O meu amigo diz-me que...

2 O meu amigo diz-me que um trabalhador feliz produz mais. E que importa isso? Um trabalhador infeliz consome mais, e eis o que importa. Uma pessoa infeliz tem mais necessidades, e de todas as ordens, e, por força de se ver cercada de infelizes incapazes de lhe suprirem emocional e praticamente as carências, vinga-se na mercadoria, na tralha, no hi-tech - onde aliás se revê, com que, em larga medida, se identifica. Neste ponto, o infeliz não encontra felicidade senão na mercadoria. O contacto interpessoal só lhe é aprazível numa dialética de consumidor-vendedor. O aumento da produção não é, como nos querem fazer crer, questão premente para as economias das nações amodernadas. O consumo, esse sim, o consumo é fulcral, é crítico. Ora bem, temos que, economicamente falando, urge promover um desenvolvimento sustentado da Infelicidade. É manter a rota, portanto. "Tudo a sudoeste!", como rugia aquele bem-aventurado capitão que não hesitou em deixar para trás um marinheiro caído ao mar para não perder o vento que finalmente estava de feição.

ENUNCIADO DA TAREFA:
Responda com base no excerto:
(a) Segundo o amigo, o que faz um trabalhador feliz?
(b) Que fator económico o excerto considera fulcral e crítico?
(c) O que rugia o capitão mencionado no final?
As entradas provêm de outra fonte.

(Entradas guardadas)

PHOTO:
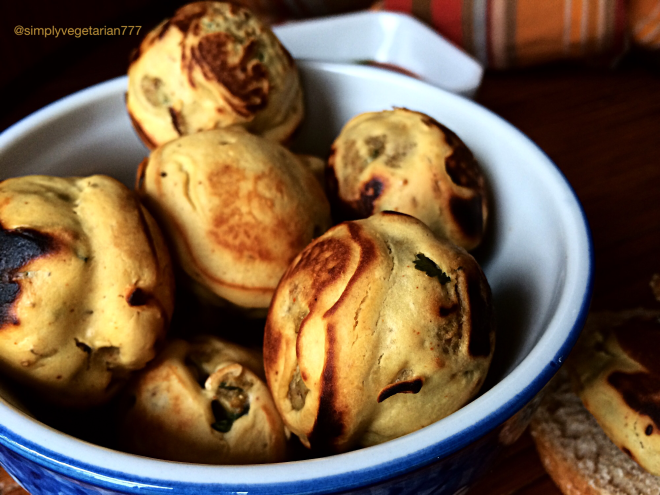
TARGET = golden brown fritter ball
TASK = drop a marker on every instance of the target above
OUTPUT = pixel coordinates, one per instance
(617, 372)
(205, 402)
(87, 286)
(405, 161)
(237, 209)
(212, 65)
(377, 329)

RESULTADO DA TAREFA:
(a) Produz mais.
(b) O consumo.
(c) "Tudo a sudoeste!"